= Aim of the task =
In the records below, count the lines that contain the string "column", treating case as significant, and reply with only the number.

Data extracted from a collection:
::::

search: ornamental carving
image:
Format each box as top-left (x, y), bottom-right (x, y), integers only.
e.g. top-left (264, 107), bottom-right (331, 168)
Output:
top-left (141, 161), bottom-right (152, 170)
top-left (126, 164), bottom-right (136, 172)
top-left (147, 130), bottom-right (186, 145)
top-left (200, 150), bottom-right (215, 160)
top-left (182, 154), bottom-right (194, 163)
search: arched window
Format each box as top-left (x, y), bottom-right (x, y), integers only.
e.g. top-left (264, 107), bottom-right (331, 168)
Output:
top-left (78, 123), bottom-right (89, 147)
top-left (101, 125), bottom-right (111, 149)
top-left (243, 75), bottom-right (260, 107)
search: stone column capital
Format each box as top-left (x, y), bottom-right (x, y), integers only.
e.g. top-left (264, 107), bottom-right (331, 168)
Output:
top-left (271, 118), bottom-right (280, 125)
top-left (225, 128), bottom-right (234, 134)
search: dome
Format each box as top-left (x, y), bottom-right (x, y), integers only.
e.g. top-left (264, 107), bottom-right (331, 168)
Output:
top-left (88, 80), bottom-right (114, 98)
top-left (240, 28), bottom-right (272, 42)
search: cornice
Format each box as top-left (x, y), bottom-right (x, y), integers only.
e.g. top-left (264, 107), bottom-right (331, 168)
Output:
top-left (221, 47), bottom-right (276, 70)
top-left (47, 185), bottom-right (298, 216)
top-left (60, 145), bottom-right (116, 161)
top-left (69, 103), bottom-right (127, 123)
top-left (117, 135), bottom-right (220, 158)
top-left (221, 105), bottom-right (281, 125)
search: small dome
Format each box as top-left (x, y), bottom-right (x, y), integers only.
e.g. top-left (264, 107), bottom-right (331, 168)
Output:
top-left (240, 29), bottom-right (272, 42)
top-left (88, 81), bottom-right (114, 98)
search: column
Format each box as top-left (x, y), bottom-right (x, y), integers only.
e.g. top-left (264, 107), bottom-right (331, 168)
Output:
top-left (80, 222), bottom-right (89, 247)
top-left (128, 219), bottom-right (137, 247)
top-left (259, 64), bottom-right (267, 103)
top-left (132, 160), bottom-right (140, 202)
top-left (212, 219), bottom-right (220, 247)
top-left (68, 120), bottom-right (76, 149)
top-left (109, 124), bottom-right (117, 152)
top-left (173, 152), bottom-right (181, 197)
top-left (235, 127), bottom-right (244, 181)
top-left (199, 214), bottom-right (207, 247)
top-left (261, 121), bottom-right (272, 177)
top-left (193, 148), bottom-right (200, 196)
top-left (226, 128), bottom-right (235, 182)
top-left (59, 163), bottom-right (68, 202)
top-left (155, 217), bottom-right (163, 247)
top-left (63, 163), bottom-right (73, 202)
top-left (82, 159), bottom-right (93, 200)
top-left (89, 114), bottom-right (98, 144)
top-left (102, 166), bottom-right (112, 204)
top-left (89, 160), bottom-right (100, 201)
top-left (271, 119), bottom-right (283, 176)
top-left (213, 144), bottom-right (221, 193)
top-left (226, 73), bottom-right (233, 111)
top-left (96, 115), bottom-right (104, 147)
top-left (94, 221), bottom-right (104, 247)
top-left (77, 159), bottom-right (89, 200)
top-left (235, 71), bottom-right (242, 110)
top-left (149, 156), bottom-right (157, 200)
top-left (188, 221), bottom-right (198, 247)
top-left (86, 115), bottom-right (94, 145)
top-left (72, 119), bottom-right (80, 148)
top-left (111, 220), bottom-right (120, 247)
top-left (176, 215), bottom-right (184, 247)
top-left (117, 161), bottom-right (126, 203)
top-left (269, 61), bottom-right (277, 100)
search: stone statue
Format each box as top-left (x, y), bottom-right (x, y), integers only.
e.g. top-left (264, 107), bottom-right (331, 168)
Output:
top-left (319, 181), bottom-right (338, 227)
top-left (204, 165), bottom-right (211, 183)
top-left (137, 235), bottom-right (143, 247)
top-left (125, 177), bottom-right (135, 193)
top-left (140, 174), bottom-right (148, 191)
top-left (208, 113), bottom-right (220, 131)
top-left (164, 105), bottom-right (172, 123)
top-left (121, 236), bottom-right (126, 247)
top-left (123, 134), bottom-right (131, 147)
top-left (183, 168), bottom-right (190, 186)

::::

= In response =
2